Requirements
In the excerpt on the insurance coverage lawsuit, when did the defendant remove the action to federal court?

On October 3, 2011, plaintiff's wife filed suit against plaintiff in a New York state court, alleging that plaintiff's negligent driving caused the accident and her resulting injuries. (Decl. of Francis J. Scahill, Sept. 27, 2012 ("Scahill Sept. 27 Decl.") Ex. A, Compl., Osuna v. Osuna, No. 22298/2011 (N.Y. Sup.Ct. Oct. 3, 2011).) Again plaintiff submitted a claim for coverage to defendant, and again defendant disclaimed coverage, citing the spousal liability exclusion in the policy. (Scahill Sept. 27 Decl. Ex. D, Letter from GEICO to Robert Osuna, Jan. 17, 2012.) This lawsuit ensued.

B. Procedural History

Plaintiff initially commenced this action in New York Supreme Court, Kings County, on June 13, 2011. Defendant removed the action to this Court on July 27, 2011. On February 3, 2012, plaintiff moved for summary judgment, alleging that Section 3420(g) is an unconstitutional bill of attainder. The Court denied plaintiff's motion by Memorandum and Order dated July 16, 2012.

Thereafter, on September 27, 2012, defendant moved for summary judgment. Plaintiff filed his opposition and a crossmotion for summary judgment on October 12, 2012. Defendant filed a reply and opposition to plaintiff's motion on October 26, 2012. Plaintiff filed his reply on November 16, 2012. The Court heard oral argument on the cross-motions for summary judgment on December 7, 2012.

On September 20, 2013, after having fully considered all of the parties' submissions, the Court ordered in an oral ruling that defendant's motion for summary judgment was granted with respect to every claim except plaintiff's fourth cause of action, and that plaintiff's motion for summary judgment was denied in its entirety.

Supplied material
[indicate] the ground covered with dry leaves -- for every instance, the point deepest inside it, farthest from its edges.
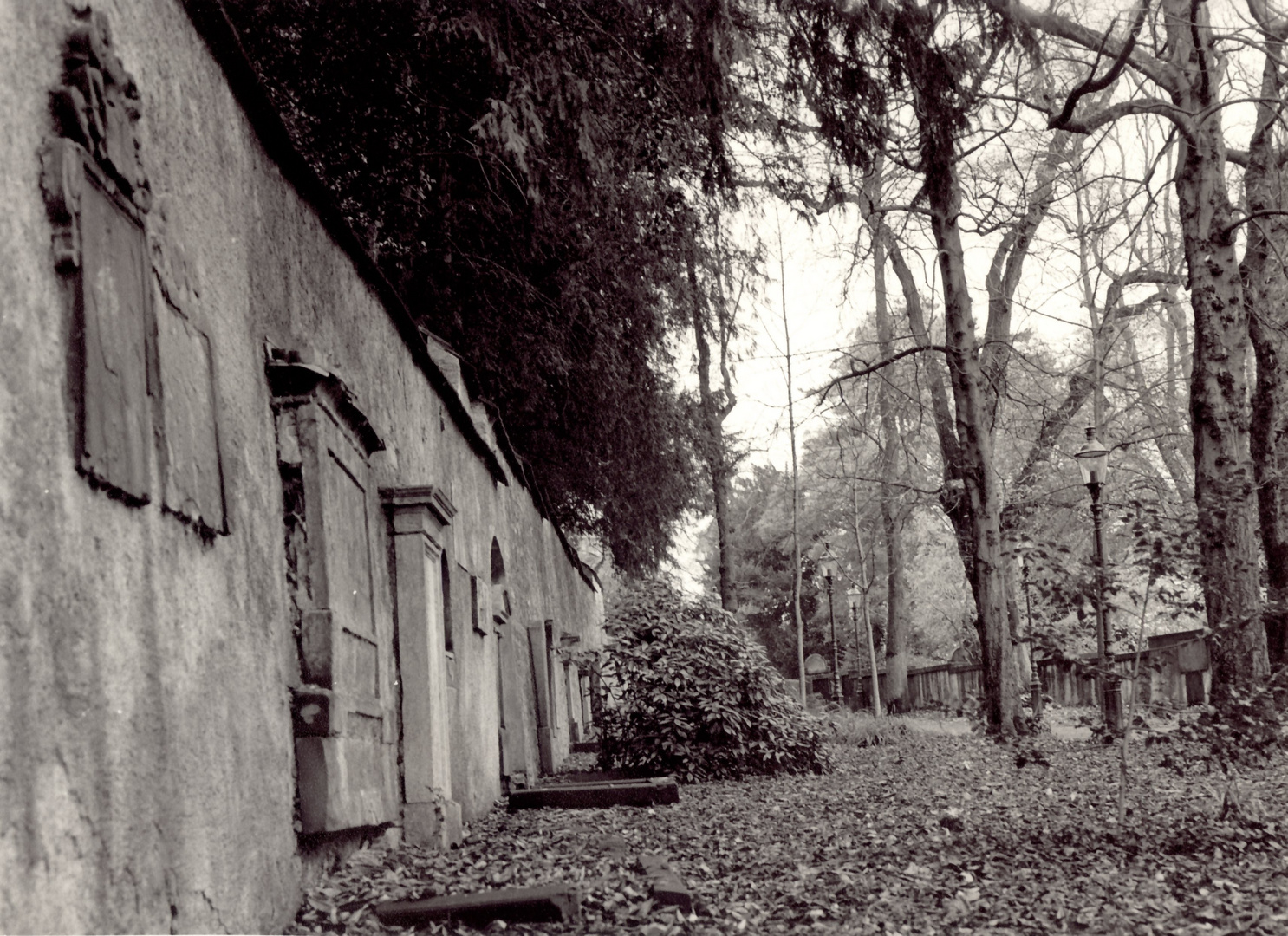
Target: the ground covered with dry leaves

Full solution
July 27, 2011